-- To do --
a. Answer these questions from the article on Western Illinois University's academic realignment, one answer per line:
(i) How many faculty received layoff notices less than a month before the announcement?
(ii) Which building will house the Honors College?
(iii) How many academic colleges will the University maintain?
b. Continue the article on Western Illinois University's academic realignment from the point where it stops.

-- Reading text --
• • • • • • •

WIU Details Academic Realignment
Western Illinois University laid out its plans for restructuring and realigning its academic offerings during a much anticipated news conference on Monday.
The announcement comes less than a month after two dozen faculty received layoff notices. At that time, Western also eliminated 62 vacant or soon to be vacant positions.
“This restructuring is in light of what we see in the future for Western Illinois University,” President Jack Thomas said. “Eventually, once we start growing and we see growth in particular areas, we have to invest. We have to invest in terms of faculty, to make sure we have the appropriate faculty to teach those classes and whatever else we would need in terms of growth.”
Western administrators are working to move past the two-year state budget impasse, better market current academic offerings, and attract more students to campus.
Thomas said the University’s institutional areas of strength are:
- science and technology
- community service
- areas that meet regional and state needs
He said the University’s Honors College will also be at the forefront and the program will be moved into Simpkins Hall, which will be renovated to meet its needs.
When it comes to defining future investment in academic affairs, Thomas said 37 different academic areas have been identified as ‘Centers of Excellence’.
“Students, faculty, and staff in ‘Centers for Excellence’ must have optimal learning environments,” said President Thomas. “We are a preeminent institution in terms of quality and we will have a new academic structure, state of the art equipment to support our leading edge instruction.”
The University will maintain four academic colleges. Under those umbrellas, many programs and departments will be folded into newly developed schools.
Interim Academic Provost Kathy Neumann will oversee the academic alignment, which the administration predicts will position Western for the future.
“These are strategic changes in realignments that are designed to foster collaboration and synergies that will allow, what are now, considered different departments, to advance together versus protecting territory be being in separate departments,” Neumann said.
Neumann said there will be no changes in staffing levels due to the reorganization affecting administration or teachers.

• • • • • • •

-- Data to examine --
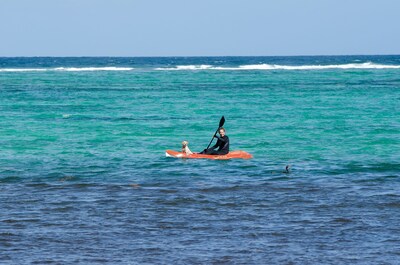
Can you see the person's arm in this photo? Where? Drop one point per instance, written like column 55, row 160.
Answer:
column 220, row 138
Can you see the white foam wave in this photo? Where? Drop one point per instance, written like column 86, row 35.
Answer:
column 367, row 65
column 67, row 69
column 23, row 70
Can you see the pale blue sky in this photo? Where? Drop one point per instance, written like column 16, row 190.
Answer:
column 198, row 28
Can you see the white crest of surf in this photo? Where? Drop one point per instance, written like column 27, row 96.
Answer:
column 367, row 65
column 67, row 69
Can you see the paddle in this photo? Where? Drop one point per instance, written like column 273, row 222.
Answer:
column 221, row 123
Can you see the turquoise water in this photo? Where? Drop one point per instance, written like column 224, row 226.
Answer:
column 84, row 178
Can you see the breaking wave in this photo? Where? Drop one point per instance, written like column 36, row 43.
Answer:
column 367, row 65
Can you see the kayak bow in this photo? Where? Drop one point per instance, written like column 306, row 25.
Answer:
column 238, row 154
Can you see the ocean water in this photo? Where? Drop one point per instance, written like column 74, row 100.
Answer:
column 84, row 178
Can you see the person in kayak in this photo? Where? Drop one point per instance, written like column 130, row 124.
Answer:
column 222, row 144
column 185, row 148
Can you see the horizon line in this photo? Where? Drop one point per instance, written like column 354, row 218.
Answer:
column 185, row 56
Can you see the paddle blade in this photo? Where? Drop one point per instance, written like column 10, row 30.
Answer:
column 221, row 122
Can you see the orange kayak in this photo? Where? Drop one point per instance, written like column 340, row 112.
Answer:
column 231, row 155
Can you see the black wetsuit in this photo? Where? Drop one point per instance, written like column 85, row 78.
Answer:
column 222, row 144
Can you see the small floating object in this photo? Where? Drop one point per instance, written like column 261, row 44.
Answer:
column 238, row 154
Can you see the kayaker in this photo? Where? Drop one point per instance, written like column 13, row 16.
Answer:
column 185, row 148
column 222, row 144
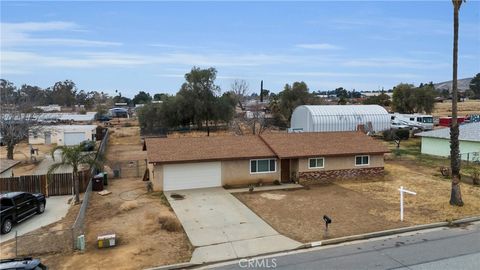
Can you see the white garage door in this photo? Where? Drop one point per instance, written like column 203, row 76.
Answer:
column 73, row 138
column 192, row 175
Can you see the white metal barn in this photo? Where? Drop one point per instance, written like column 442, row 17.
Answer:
column 328, row 118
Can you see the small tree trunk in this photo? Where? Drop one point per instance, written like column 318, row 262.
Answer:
column 456, row 195
column 10, row 148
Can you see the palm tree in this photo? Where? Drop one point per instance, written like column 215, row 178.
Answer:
column 74, row 156
column 455, row 195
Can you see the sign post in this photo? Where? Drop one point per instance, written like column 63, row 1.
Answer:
column 401, row 199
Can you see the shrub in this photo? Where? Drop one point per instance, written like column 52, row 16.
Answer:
column 129, row 205
column 392, row 134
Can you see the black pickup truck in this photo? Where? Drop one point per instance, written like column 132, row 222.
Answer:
column 18, row 206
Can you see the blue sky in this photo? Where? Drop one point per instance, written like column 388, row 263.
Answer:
column 132, row 46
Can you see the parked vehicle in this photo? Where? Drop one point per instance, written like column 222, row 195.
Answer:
column 22, row 263
column 473, row 118
column 88, row 146
column 16, row 207
column 414, row 121
column 103, row 118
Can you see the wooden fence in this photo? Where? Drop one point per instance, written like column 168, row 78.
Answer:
column 57, row 184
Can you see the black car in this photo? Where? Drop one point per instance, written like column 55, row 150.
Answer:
column 16, row 207
column 22, row 263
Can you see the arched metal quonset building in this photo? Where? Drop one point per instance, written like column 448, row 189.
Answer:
column 325, row 118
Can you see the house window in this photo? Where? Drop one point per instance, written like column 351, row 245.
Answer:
column 262, row 165
column 314, row 163
column 362, row 160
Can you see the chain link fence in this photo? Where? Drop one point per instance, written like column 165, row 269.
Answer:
column 78, row 228
column 37, row 243
column 128, row 168
column 52, row 239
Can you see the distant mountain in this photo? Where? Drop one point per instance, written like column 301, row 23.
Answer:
column 463, row 84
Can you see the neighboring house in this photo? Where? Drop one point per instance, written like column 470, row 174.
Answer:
column 437, row 142
column 186, row 163
column 62, row 134
column 6, row 167
column 331, row 118
column 118, row 113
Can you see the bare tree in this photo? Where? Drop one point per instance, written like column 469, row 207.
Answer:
column 455, row 195
column 240, row 90
column 17, row 117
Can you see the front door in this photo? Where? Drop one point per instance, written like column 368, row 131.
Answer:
column 285, row 167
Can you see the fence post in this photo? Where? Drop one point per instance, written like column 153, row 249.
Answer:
column 16, row 244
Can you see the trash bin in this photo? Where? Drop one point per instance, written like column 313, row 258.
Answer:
column 97, row 184
column 116, row 173
column 105, row 179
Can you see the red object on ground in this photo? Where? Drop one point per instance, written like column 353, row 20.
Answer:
column 447, row 121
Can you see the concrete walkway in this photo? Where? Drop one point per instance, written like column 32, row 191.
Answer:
column 220, row 227
column 55, row 209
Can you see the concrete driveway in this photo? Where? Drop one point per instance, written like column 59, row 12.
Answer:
column 55, row 209
column 222, row 228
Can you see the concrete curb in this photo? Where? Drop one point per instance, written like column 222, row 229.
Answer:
column 390, row 232
column 336, row 241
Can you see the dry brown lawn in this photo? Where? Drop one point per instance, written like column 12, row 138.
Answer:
column 142, row 242
column 363, row 205
column 298, row 214
column 464, row 108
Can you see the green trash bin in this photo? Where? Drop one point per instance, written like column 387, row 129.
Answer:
column 105, row 179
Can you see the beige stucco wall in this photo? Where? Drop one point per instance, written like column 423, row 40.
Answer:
column 340, row 163
column 156, row 176
column 237, row 172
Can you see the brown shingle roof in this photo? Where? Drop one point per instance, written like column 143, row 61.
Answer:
column 309, row 144
column 170, row 150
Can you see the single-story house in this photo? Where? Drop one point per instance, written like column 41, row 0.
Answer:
column 437, row 142
column 62, row 134
column 186, row 163
column 6, row 167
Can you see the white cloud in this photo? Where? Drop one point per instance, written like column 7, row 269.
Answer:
column 20, row 35
column 394, row 62
column 318, row 46
column 347, row 74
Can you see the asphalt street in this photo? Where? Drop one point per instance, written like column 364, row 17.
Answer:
column 442, row 248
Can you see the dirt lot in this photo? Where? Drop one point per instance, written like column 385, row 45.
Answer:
column 142, row 242
column 22, row 154
column 367, row 205
column 464, row 108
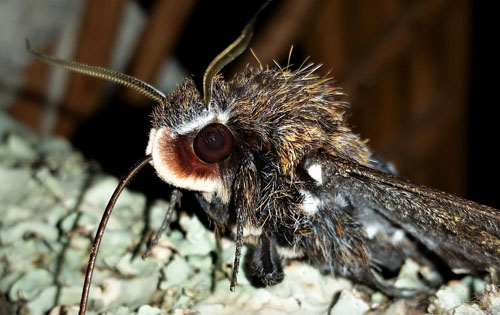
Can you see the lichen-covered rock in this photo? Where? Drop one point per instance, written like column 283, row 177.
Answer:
column 51, row 202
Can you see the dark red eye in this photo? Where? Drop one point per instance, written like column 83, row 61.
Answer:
column 214, row 143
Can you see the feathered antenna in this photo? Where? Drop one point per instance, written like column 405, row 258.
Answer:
column 102, row 73
column 227, row 55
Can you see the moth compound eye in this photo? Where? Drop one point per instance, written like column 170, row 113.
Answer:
column 214, row 143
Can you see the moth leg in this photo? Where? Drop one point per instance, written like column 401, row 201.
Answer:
column 214, row 209
column 239, row 245
column 175, row 198
column 267, row 262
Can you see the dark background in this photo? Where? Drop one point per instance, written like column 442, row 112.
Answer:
column 428, row 102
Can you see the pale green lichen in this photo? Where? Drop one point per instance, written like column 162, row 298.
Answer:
column 51, row 202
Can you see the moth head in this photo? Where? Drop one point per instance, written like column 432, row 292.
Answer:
column 192, row 145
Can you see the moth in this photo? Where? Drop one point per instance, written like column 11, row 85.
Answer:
column 275, row 165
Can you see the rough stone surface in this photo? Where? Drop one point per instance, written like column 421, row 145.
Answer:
column 51, row 201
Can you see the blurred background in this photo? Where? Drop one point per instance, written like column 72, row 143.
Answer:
column 420, row 85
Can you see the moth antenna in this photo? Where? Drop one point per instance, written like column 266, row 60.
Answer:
column 239, row 245
column 289, row 57
column 227, row 55
column 303, row 63
column 256, row 58
column 174, row 199
column 102, row 73
column 102, row 226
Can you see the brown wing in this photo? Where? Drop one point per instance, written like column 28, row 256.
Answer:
column 464, row 233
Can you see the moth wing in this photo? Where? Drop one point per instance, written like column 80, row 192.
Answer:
column 465, row 234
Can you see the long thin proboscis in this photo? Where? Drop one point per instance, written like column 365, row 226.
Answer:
column 102, row 73
column 227, row 55
column 102, row 226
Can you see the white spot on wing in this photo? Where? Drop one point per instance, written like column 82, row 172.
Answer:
column 316, row 173
column 398, row 236
column 310, row 204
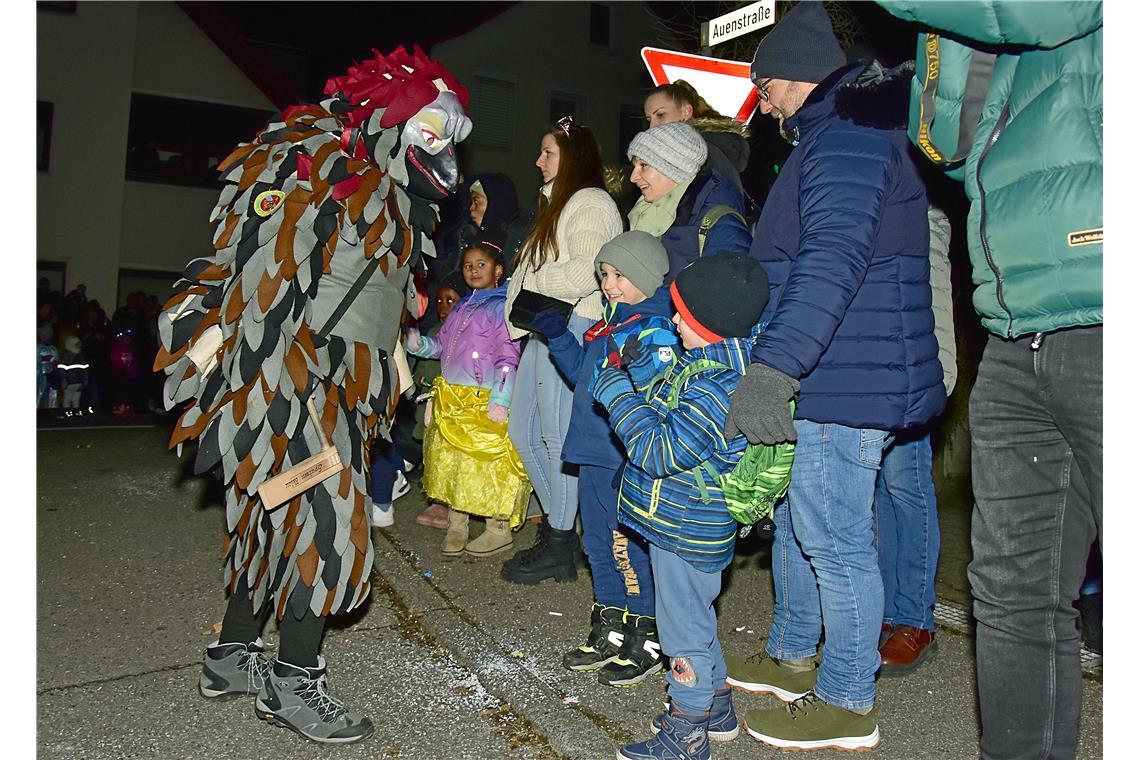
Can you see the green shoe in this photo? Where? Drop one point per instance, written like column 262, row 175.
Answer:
column 762, row 675
column 812, row 724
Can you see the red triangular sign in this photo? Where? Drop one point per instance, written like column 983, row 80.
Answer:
column 725, row 84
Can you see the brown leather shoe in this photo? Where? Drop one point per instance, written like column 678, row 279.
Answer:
column 905, row 650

• • • • • • •

-- Written responses --
a.
(i) Two dozen
(ii) Simpkins Hall
(iii) Four

b.
The reorganization includes:
College of Arts and Sciences
- With the exception of biology, nursing, and psychology, all areas will move as part of the reorganization to form two new schools: the School of Humanities and Social Sciences, and the School of Natural Science and Mathematics.
College of Business and Technology
- Economics will join accounting and finance to form the School of Accounting, Economics and Finance. Engineering technology will merge with the School of Engineering to form the School of Engineering and Engineering Technology.
College of Education and Human Services
- Emergency Management will join the School of Law Enforcement and Justice Administration. Social work will return to a department dedicated to that discipline with additional discussions underway about how best to support the remaining disciplines in health sciences. The various areas dedicated to education will merge to form the School of Education.
College of Fine Arts and Communication
- Graphic design and graphic communication will be brought together.
Neumann said all of Western’s programs must be “...built on a solid foundation of general education to enhance and reinforce the importance of critical thinking, solid communication skills, the pursuit of knowledge, the difference among people, and the importance among all forms of wellness."
Neumann said there are also efforts underway to streamline general education offerings and increase the number of degree programs offered online.
Neumann said the realignment announcement does not change the fact that Western has 12 signature programs.
No timeline for the implementation of the realignment was announced during the news conference.